Top of PASSAGE FOR REVIEW
Agent Platform 2.0 is the next-generation Kore.ai platform for designing, deploying, and operating intelligent agent systems.
The platform unifies conversational AI and agentic AI under a single programming model, so a single agent definition can combine deterministic workflows with autonomous reasoning.
Agent definitions are authored in Agent Blueprint Language (ABL), compiled to a portable intermediate representation, and executed by a single runtime that handles orchestration, observability, governance, and scale.
Key Capabilities
Agent Platform 2.0 introduces five capabilities that together change how enterprise agents are built and operated.
| Capability | Description |
|---|
| Agent Blueprint Language (ABL) | A typed, schema-driven domain-specific language for defining agent behavior. ABL provides formal constructs for goals, tools, memory, guardrails, handoffs, and delegation. Definitions are compiled and validated rather than stitched together as framework glue code. |
| Arch AI | A built-in multi-agent system that drives the full agent lifecycle — design, build, test, deploy, observe, and optimize — with a direct connection to the ABL compiler and runtime. Arch AI authors and validates ABL on the user’s behalf, so agent creation does not require writing ABL by hand. |
| Reasoning-aware Observability | Native tracing across agent delegation chains. Every reasoning step, tool call, routing decision, and guardrail evaluation is captured as structured trace data, making agent behavior auditable for compliance and debugging. |
| Agent Lifecycle as Code | Agent definitions are immutable YAML artifacts that are Git-native, diffable, and reviewable in pull requests. Agents move through development, staging, pilot, and production environments with the same software practices used for application code. |
| AI-native Foundation | A re-architected runtime that delivers the same enterprise capabilities as Platform 1.0 with at least 50% lower infrastructure footprint. Horizontally scalable from the ground up, with multi-tier guardrails, circuit breakers, and rate limits built in. |
Architecture
The platform is organized into four planes that sit on a shared enterprise foundation. Builders interact with the Studio plane; the Compiler and Runtime planes execute agents; the Operations plane provides observability and governance. The platform connects to enterprise ecosystems — AI models, channels, data sources, and cloud or on-premise infrastructure — through pluggable adapters.
Key Components
Each component delivers a focused capability. Components communicate through ABL-defined contracts and shared runtime services.
Bottom of PASSAGE FOR REVIEW
§ EXERCISE: Continue the Agent Platform 2.0 overview after its final sentence, keeping its technical voice.
Top of DATA UNDER STUDY
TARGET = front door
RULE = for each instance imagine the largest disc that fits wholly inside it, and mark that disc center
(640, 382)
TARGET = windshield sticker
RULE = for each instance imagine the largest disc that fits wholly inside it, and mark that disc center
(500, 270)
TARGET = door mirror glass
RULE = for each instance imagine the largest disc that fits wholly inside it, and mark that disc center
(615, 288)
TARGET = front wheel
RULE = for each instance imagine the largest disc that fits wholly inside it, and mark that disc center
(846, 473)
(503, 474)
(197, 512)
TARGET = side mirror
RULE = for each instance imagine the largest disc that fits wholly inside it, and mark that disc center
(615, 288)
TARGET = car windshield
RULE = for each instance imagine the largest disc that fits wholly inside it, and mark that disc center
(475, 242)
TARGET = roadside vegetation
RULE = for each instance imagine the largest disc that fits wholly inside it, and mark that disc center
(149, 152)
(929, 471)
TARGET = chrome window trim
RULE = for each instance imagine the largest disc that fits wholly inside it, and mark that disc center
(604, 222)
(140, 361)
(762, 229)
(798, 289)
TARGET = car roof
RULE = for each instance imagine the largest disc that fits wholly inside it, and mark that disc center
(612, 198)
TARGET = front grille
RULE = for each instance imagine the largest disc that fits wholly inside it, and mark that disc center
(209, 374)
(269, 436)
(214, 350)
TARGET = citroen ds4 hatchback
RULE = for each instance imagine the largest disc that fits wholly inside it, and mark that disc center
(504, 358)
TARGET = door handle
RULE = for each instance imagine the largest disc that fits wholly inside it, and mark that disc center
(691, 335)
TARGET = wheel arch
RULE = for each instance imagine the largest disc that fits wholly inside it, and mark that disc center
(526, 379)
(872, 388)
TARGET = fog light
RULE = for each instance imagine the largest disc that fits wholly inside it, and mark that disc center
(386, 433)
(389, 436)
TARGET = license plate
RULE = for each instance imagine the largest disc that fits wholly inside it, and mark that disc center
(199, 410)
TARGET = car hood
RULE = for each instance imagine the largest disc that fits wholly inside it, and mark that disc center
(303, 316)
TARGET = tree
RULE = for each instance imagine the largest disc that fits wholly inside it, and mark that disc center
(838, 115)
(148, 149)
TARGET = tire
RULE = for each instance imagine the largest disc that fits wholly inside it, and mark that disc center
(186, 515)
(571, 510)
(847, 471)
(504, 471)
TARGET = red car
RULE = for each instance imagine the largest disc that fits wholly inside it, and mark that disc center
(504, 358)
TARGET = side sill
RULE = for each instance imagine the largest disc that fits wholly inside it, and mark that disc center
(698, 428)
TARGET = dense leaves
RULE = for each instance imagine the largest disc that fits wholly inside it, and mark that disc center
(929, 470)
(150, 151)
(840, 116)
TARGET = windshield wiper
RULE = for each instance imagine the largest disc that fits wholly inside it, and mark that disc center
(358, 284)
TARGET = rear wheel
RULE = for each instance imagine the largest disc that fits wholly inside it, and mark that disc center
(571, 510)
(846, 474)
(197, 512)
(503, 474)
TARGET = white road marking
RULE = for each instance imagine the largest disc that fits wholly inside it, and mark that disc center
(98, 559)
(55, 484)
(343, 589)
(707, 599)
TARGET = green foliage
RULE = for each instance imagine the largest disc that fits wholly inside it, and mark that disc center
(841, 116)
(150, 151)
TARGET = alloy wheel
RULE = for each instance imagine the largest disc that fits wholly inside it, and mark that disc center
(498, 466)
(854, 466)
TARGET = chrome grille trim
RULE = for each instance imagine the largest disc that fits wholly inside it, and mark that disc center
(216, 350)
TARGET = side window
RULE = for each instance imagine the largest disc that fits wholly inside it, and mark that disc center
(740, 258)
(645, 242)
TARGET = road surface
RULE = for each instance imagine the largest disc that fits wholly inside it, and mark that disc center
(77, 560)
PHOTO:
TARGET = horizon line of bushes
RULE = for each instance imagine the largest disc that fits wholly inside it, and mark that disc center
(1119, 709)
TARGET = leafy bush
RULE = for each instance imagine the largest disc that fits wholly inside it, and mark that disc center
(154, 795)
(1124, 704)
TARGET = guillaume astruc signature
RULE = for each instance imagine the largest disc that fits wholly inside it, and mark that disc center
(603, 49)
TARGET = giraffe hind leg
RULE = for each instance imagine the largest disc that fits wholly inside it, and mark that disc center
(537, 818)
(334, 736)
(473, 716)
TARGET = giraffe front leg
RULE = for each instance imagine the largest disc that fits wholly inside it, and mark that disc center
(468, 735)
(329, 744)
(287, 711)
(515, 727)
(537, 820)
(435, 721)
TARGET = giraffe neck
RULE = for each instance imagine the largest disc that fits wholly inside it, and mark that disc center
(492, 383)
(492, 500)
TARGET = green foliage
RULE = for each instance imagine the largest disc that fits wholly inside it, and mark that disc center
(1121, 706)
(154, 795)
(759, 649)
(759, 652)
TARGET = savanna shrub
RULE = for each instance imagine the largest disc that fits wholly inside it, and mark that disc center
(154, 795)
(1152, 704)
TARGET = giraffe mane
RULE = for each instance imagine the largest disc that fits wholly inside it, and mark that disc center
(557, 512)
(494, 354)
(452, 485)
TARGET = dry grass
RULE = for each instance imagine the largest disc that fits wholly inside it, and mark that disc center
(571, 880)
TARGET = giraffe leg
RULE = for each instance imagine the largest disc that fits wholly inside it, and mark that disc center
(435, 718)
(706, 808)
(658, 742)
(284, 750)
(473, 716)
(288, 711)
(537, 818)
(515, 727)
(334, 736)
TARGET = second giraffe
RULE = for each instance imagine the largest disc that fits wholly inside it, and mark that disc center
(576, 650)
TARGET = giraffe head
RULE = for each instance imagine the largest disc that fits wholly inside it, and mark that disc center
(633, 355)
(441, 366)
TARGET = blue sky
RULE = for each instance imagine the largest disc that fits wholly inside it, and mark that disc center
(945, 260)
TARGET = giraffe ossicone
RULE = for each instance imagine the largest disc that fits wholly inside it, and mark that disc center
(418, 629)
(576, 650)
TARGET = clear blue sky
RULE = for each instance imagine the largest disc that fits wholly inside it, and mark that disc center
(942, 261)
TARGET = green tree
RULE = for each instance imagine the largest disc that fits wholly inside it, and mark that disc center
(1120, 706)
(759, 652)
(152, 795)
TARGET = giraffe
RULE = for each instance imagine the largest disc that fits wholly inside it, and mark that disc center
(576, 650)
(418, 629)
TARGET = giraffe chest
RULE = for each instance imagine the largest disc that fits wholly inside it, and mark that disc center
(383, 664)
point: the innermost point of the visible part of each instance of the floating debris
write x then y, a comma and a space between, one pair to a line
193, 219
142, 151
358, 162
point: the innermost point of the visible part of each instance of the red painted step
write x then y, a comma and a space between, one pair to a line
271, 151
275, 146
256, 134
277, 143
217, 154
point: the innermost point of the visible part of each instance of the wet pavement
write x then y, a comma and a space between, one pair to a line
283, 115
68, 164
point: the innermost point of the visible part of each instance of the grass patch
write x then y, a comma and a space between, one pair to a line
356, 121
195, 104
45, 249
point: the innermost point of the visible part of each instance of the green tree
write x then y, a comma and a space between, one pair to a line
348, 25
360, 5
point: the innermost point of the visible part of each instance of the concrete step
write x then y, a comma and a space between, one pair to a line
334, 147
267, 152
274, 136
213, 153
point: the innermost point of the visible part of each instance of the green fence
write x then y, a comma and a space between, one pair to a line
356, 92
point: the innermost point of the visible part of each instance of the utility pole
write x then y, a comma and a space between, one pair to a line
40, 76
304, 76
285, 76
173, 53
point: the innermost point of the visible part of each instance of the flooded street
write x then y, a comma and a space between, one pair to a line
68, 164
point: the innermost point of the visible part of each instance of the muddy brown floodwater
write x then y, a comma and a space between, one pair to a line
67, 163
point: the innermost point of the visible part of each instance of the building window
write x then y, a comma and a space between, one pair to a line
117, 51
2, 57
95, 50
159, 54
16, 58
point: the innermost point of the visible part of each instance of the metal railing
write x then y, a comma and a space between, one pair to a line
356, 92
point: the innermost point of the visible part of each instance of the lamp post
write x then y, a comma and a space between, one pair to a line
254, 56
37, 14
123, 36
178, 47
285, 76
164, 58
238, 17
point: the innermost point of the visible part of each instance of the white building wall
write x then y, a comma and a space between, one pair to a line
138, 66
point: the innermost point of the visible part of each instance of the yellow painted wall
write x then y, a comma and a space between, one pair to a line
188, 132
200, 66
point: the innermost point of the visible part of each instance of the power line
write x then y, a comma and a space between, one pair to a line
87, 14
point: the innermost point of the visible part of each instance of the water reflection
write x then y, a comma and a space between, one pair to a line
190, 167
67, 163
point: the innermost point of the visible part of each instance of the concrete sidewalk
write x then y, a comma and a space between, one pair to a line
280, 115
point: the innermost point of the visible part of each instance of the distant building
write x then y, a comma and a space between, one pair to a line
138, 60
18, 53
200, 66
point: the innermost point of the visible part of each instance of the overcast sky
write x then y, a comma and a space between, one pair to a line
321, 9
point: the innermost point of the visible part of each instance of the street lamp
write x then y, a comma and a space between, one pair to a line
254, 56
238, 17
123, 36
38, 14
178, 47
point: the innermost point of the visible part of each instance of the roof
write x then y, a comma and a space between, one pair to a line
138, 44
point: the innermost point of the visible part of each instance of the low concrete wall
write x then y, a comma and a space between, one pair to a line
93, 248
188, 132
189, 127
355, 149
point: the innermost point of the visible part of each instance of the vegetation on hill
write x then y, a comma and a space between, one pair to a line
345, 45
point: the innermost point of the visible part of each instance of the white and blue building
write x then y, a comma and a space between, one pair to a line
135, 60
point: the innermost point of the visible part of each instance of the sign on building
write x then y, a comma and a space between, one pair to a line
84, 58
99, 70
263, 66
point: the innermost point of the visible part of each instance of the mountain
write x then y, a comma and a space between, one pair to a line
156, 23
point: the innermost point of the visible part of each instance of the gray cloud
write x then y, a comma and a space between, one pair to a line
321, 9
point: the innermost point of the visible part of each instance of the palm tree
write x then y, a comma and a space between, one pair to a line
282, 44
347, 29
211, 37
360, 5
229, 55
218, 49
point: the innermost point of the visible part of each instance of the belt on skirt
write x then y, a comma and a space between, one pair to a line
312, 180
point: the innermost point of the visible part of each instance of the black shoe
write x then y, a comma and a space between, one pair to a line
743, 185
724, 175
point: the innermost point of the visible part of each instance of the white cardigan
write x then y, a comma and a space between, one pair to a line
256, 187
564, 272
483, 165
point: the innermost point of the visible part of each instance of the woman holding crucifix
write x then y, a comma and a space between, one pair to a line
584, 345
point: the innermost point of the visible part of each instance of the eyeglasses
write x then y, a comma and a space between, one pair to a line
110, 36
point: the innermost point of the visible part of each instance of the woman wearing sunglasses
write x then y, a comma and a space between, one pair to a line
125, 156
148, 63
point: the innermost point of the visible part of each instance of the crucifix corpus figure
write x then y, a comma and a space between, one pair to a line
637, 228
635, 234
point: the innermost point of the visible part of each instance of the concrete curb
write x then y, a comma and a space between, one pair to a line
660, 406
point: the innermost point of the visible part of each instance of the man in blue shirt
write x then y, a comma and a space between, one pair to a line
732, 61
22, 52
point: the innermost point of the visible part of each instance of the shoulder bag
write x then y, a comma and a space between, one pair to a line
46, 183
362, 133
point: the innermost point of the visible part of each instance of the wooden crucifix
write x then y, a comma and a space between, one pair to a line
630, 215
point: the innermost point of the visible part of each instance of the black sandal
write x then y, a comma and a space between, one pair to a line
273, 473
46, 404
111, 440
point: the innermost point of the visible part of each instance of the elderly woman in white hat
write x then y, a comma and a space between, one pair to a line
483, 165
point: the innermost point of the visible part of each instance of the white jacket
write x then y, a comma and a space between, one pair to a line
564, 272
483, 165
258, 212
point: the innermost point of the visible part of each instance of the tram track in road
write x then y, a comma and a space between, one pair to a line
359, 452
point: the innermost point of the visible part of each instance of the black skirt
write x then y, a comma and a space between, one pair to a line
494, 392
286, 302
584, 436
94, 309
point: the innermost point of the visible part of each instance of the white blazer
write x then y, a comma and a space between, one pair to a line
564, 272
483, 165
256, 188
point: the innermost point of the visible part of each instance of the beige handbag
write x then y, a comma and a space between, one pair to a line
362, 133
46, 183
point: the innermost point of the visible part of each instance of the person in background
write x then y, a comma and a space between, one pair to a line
Bottom of DATA UNDER STUDY
§ EXERCISE OUTPUT:
| Component | Description |
|---|
| Studio IDE | The authoring environment for agents. Includes the Agent Builder for visual editing, the Arch AI Assistant for conversational authoring, and a Monaco-based code builder for direct ABL editing. |
| ABL Compiler | Compiles ABL definitions through DSL → IR → Runtime stages. Output is Git-native and diffable. Compile-time validation catches missing tools, broken references, and contract violations before deployment. |
| Agent Runtime | Executes compiled agents. Handles reasoning, flow control, supervisor agents, and multi-agent orchestration. Runs both the agentic and deterministic execution paths defined in ABL. |
| Arch AI | Built-in AI that builds, manages, and optimizes agents. Operates across the full lifecycle, so users do not need to author ABL directly. Connects to the ABL compiler and runtime. |
| Tools and Integrations | The connectivity layer for external systems. Supports HTTP, MCP, AWS Lambda, SDK invocations, the A2A protocol, sandboxed tools, OpenAPI definitions, and webhooks. Includes circuit breakers and retry logic. |
| Search AI | The knowledge retrieval layer. Provides RAG, vector search, knowledge graph traversal, and reranking. Surfaces relevant context to agents during reasoning. |
| Workflow Engine | Runs long-running workflows that span minutes to days. Supports human-in-the-loop steps, approval gates, and durable execution that survives pod restarts. |
| Agent Evals | Automated evaluation framework. Provides test suites, regression tracking, and quality gates that run as part of the deployment pipeline. |
| Deep Observability | Captures over 200 trace events per session. Includes runtime inspection, alerting, and session-level debugging across multi-agent interactions. |
| Agent Insights | Analytics dashboards covering ROI tracking, experiments, user feedback, and usage patterns across deployed agents. |
| Operations and Analytics | Operational tooling: Observatory, traces, diagnostics, alerts, deployments, CI/CD, evals, ROI tracking, backup and disaster recovery, and voice analytics with quality monitoring. |
| Security and Governance | Enterprise controls: SSO, RBAC, guardrails, audit logging, encryption, KMS, multi-tenancy, PII detection, identity verification, and compliance reporting. |
| Enterprise Foundation | The platform substrate. Built ground-up for AI-native architecture with proven scalability. Provides versioning, environment management, and certifications for PCI, SOC 2, GDPR, and FedRAMP. |
Enterprise Ecosystem
The platform is agnostic to every ecosystem layer. Each layer is pluggable: customers can swap providers without rewriting agents.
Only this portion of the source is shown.